• Try it: Return exactly, and only, the lines from the line containing "# report the position of each instance of the blue" through the final line of the records below, both included.

Content starts

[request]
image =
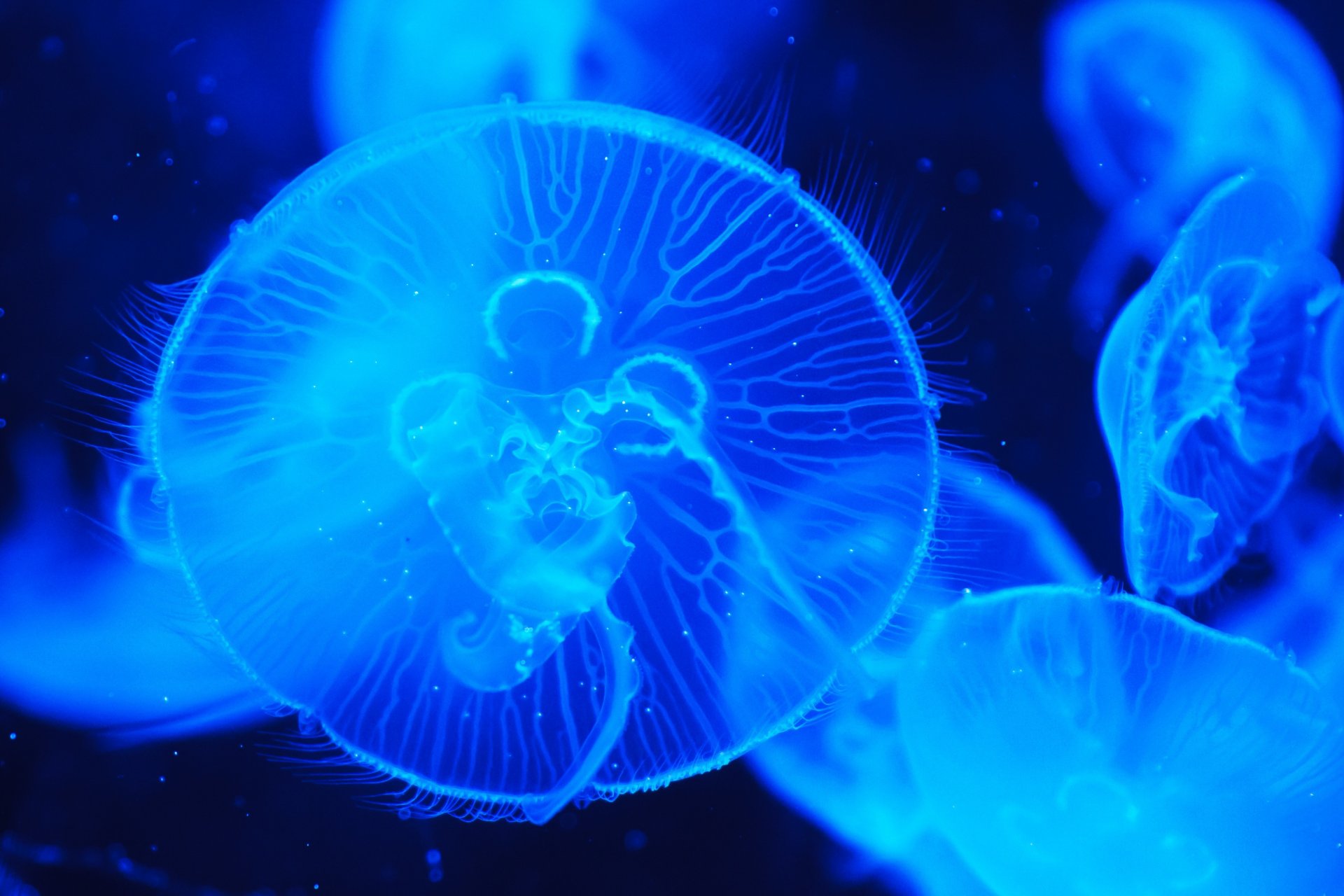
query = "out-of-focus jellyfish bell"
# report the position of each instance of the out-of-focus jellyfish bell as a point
(1156, 101)
(542, 451)
(101, 631)
(847, 770)
(382, 62)
(1332, 368)
(1070, 742)
(1205, 387)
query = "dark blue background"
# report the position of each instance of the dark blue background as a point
(106, 111)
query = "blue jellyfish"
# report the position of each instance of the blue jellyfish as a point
(101, 631)
(1332, 370)
(1296, 610)
(379, 62)
(542, 451)
(1156, 101)
(847, 770)
(1072, 742)
(1206, 390)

Content ends

• Your solution:
# report the position of each instance of the blue jellyfish as a point
(101, 631)
(1332, 370)
(1296, 610)
(379, 62)
(542, 451)
(1156, 101)
(847, 770)
(1072, 742)
(1206, 390)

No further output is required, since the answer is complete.